- Problem to work on
Reproduce the entries below character for character.

- Entries provided
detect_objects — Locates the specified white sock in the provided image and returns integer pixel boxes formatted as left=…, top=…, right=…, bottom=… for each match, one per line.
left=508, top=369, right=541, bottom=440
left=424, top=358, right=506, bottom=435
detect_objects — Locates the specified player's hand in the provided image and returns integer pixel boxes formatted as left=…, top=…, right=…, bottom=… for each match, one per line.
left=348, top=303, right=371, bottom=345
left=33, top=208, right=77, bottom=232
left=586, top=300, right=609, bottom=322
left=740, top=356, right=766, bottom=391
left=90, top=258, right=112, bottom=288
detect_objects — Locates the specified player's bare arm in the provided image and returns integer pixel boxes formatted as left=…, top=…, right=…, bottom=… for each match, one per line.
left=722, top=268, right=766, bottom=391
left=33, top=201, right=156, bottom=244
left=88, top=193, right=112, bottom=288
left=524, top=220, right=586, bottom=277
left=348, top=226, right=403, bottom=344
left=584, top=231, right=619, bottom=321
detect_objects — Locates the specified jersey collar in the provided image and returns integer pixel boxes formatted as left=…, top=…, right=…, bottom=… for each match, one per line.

- Solution for this task
detect_objects — Locates the specified white sock in the provided image and returns integer pixel boxes formatted as left=…, top=…, right=…, bottom=… for each match, one per line.
left=508, top=369, right=541, bottom=440
left=424, top=358, right=506, bottom=435
detect_objects — Locates the specified player's hand in the provided image and returns integer pixel boxes formatted as left=…, top=…, right=…, bottom=… for each match, one per line.
left=348, top=303, right=371, bottom=345
left=33, top=208, right=77, bottom=232
left=586, top=300, right=609, bottom=322
left=740, top=356, right=766, bottom=391
left=90, top=258, right=112, bottom=288
detect_objects — Locates the specified player's bare arm in the provided image and returns integer pixel boxes formatted as left=…, top=…, right=…, bottom=… for each match, one per line.
left=722, top=268, right=766, bottom=391
left=33, top=201, right=156, bottom=244
left=88, top=193, right=112, bottom=288
left=524, top=220, right=586, bottom=277
left=348, top=226, right=403, bottom=344
left=584, top=231, right=619, bottom=321
detect_objects — Locates the specified jersey collar in the provided image and returns integer pixel boxes formatted as left=…, top=…, right=…, bottom=… for each match, one per line.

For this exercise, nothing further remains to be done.